Zielone Pokoje piękne w majowej zieleni, w Twoich o nich opowieściach. Nareszcie wrócił ten ton, który tak dobrze pamiętam, niezmącony zimnem, grzybowym przedwiośniem; nawet brak deszczu mu nie straszny. Choć mam nadzieję, że trochę jednak u Ciebie już popadało, wszak Filozof wiecznie czekać nie może?

Lato rzeczywiście może być suche i upalne, studni jak dotąd nie uszczelniłam, więc ewentualne prognozy nabierają coraz bardziej cech prawdopodobieństwa. Do roślin ekspansywnych dorzuć, proszę, chabry? Jeszcze w tym roku przyznaję im miano pożądanych roślin ogrodowych, ale już za przyszły sezon nie ręczę.

Powiedz mi proszę czy wisteria jest trudna w uprawie? Jak długo czeka się na kwiaty? Marznie? Miałabym na nią pewien pomysł, ale do tej pory podchodziłam do zagadnienia raczej ostrożnie.

Pozdrowienia niezmiennie majowe, od jutra ma być cieplej ;:3
PEPSI
Przyjaciel Forum - gold
Przyjaciel Forum - gold
Posty: 7104
Od: 20 sty 2013, o 10:54
Opryskiwacze MAROLEX: 1 szt.
Lokalizacja: kujawsko - pomorskie

Re: O zielonych pokojach, kocich łapach i mowie polskiej, cz.7

Post »

Jagoda, śniłaś mi się ;:oj Byłyśmy razem na jakiejś wycieczce, ale jak to we śnie....wszystko takie irracjonalne. Ale to Ty byłaś na bank ;:108
Chyba rzeczywiście wolę już mój płot od Twojego Filozofa. No, tak sobie myślę o tej estetyce ;:224
Czereśniowy irysek cudny. Nie przepadam za irysami, bo krótko kwitną i mają za dużo liści :lol: , ale ten jest przepiękny.
JagiS
Przyjaciel Forum - gold
Przyjaciel Forum - gold
Posty: 5045
Od: 8 kwie 2012, o 14:10
Opryskiwacze MAROLEX: 1 szt.
Lokalizacja: Pruszcz Gdański

Re: O zielonych pokojach, kocich łapach i mowie polskiej, cz.7

Post »

Dobry wieczór!
Miałam zamiar opowiedzieć Wam jak było na kiermaszu w RENKu, co mi się udało kupić, jak ten bardzo chwalony maj popsuł mi weekend na Kaszubach, poskarżyć się, co jeszcze przepadło mi po zimie, a co jednak tę zimę przeżyło (np. wszystkie róże) i jak bezczelnie bruzdownica opędzlowała pączki na wielu różach (m.in. na Abrahamie Darby) oraz jak mnie wkurzyła zamówiona przesyłka z funkie.pl, w której zamiast krzaczków derenia kousa przyszły psu z gardła wyciągnięte suche badyle...

Wiersze z adnotacjami konturów:
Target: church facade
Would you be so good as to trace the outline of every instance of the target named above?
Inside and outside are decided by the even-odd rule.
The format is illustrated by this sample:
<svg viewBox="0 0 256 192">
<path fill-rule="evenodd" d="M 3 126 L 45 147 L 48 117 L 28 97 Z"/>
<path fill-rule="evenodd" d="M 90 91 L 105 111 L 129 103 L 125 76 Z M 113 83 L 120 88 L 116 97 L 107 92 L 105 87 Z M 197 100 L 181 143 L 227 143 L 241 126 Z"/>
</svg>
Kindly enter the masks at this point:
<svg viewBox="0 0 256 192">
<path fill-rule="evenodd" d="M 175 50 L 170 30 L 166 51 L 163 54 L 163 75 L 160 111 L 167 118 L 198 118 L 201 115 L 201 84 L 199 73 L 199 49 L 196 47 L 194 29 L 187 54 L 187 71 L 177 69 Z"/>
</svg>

Krótkie ćwiczenie 1: Przepisz dosłownie z fragmentu z forum odcinek od „Powiedz mi proszę” aż do „zagadnienia raczej ostrożnie.”.
Krótkie ćwiczenie 2: Streść krócej akapit fragmentu z forum zaczynający się od słów „Lato rzeczywiście może być suche” i zachowaj jego główne fakty.
Krótkie ćwiczenie 3: Napisz dalszy ciąg fragmentu z forum, zaczynając zaraz po jego ostatnim zdaniu.

Wynik ćwiczenia 1:
Powiedz mi proszę czy wisteria jest trudna w uprawie? Jak długo czeka się na kwiaty? Marznie? Miałabym na nią pewien pomysł, ale do tej pory podchodziłam do zagadnienia raczej ostrożnie.

Wynik ćwiczenia 2: Lato może być suche i upalne. Studnia nie jest jeszcze uszczelniona, więc prognozy stają się coraz bardziej prawdopodobne. Do roślin ekspansywnych warto dopisać chabry. W tym roku są jeszcze mile widziane w ogrodzie, ale na przyszły sezon nie ma co do nich pewności.

Wynik ćwiczenia 3:
O tym wszystkim chciałam z Wami porozmawiać, kiedy zmroziła mnie wiadomość, której się, co prawda, poniekąd spodziewałam, ale która i tak walnęła mnie jak obuchem:
Mój idol, wielki Zlatan Ibrahimović definitywnie pożegnał się z PSG ;:145. Rozegrał ostatni mecz na Parc de Princes, strzelił dwie bramki, odebrał owację na stojąco, uśmiechnął się serdecznie i rozbrajająco, i w towarzystwie swoich uroczych dwóch synków zniknął mi z oczu ;:145.
I gdzie ja go teraz mam szukać?
Jak to dobrze, że chociaż kocicę nazwałam Ibrakadabra, bo i wątek trzeba by chyba zakończyć ;:218.



Krysiu!
Wyczytałam u Ciebie, że jednak pontederię znalazłaś, ja, niestety, nie ;:185.
Pewne trawki rosną, ale miskanty nadal suche jak wiór. Z pogodą trafiłyśmy w piątek w dziesiątkę. Swoje zakupy wypakowałam i zabezpieczyłam przed wyschnięciem, wysoką karaganę uwiązałam sznurkiem do drzewa jak konia, żeby się nie przewróciła, bo w sobotę rano pojechałam na Kaszuby.
Miło było spotkać się w RENKu, chociaż tam nie było atmosfery do pogadania. I tak należy nam się porządne spotkanie w ogrodach.
PS. Koty wygłaskane, Szuwarkowi musiałam przystrzyc ogon, bo się wytaplał w żywicy.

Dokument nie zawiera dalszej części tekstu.